--- begin ---

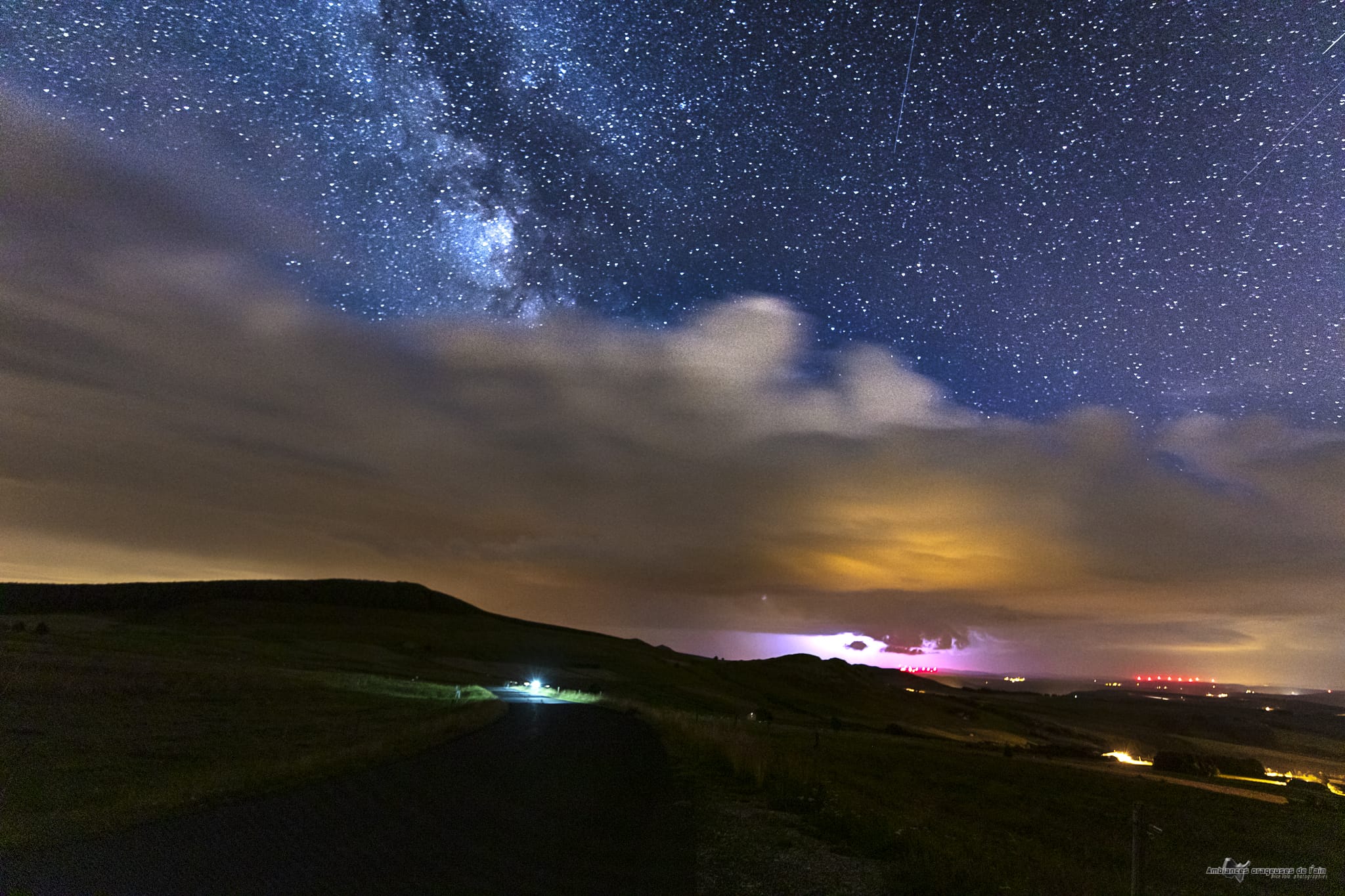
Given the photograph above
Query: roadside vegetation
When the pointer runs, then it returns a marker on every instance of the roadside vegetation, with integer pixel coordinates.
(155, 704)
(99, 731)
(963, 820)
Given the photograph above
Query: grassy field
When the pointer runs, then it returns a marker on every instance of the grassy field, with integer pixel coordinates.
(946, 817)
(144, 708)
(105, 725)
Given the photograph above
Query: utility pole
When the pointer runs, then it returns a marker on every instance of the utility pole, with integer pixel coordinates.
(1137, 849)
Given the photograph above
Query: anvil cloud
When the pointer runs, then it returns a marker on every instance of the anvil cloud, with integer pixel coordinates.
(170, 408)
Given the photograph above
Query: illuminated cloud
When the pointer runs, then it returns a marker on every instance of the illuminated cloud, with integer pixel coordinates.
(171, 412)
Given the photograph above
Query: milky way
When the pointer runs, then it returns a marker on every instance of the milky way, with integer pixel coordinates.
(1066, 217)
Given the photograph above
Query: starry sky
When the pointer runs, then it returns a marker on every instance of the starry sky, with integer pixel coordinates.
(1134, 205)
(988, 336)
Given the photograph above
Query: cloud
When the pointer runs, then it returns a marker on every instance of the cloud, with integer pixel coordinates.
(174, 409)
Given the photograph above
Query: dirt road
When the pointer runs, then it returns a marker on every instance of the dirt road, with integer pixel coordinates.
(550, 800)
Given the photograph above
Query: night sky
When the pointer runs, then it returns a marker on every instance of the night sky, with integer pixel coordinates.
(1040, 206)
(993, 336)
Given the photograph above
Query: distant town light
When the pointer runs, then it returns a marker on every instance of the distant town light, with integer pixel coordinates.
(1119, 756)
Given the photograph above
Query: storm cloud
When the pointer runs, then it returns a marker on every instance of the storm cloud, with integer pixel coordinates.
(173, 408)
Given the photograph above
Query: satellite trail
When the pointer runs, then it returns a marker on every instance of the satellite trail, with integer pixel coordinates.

--- end ---

*What you will do:* Put every line of the rows above into a numbered list, skipping blank lines and leaving out the pictures.

*Completed task:*
1. Given the photograph above
2. Query: roadside vegetation
3. When the pointer runs, then it returns a marker on every instance of the roadside vegetation, with integer pixel coordinates.
4. (155, 704)
5. (99, 731)
6. (963, 820)
7. Given the photograph above
8. Query: grassy field
9. When the pointer runs, then it returns a marker on every instance of the grassy field, with integer pixel coordinates.
10. (946, 817)
11. (144, 708)
12. (105, 725)
13. Given the photograph above
14. Query: utility pole
15. When the pointer runs, then it returns a marker on every instance of the utility pole, with integer pixel coordinates.
16. (1137, 849)
17. Given the photograph above
18. Query: anvil cloud
19. When the pointer runs, then it returns a marker on every instance of the anvil cloud, with integer pixel coordinates.
20. (170, 408)
21. Given the photograph above
22. Query: illuminated cloud
23. When the pointer runs, then it returns a marker on every instance of the illuminated cloud, with integer pixel coordinates.
24. (171, 412)
25. Given the photograph above
26. Query: milky way
27. When the pointer runs, then it returns a marker on every instance of the milky way, with integer pixel coordinates.
28. (1066, 217)
29. Given the photograph above
30. Query: starry sky
31. When the pointer runs, then it returns a marker on every instance of the starry sky, with integer pixel coordinates.
32. (1134, 205)
33. (988, 336)
34. Given the photograph above
35. Query: cloud
36. When the pointer runs, then it returns a marker on every instance of the cloud, with integer pixel coordinates.
37. (174, 409)
38. Given the photograph above
39. Query: dirt road
40. When the pointer runs, then it returns a marker on every instance of the dirt road, with integer pixel coordinates.
41. (550, 800)
42. Given the photograph above
43. Query: night sky
44. When the pointer runs, then it returns a marker on every instance of the night sky, with integer pixel coordinates.
45. (1040, 206)
46. (993, 336)
47. Given the photograph above
48. Query: distant town light
49. When the pointer runs, then it returns a marker on every instance of the distant town light, with integer pixel coordinates.
50. (1119, 756)
51. Given the photograph above
52. Query: storm cloud
53. When the pointer runs, then it returns a marker on every instance of the storm cloud, with integer pixel coordinates.
54. (173, 408)
55. Given the photograph above
56. Query: satellite trail
57. When the pointer runs, then it returns a marker on every instance of the satellite trail, with integer pixel coordinates.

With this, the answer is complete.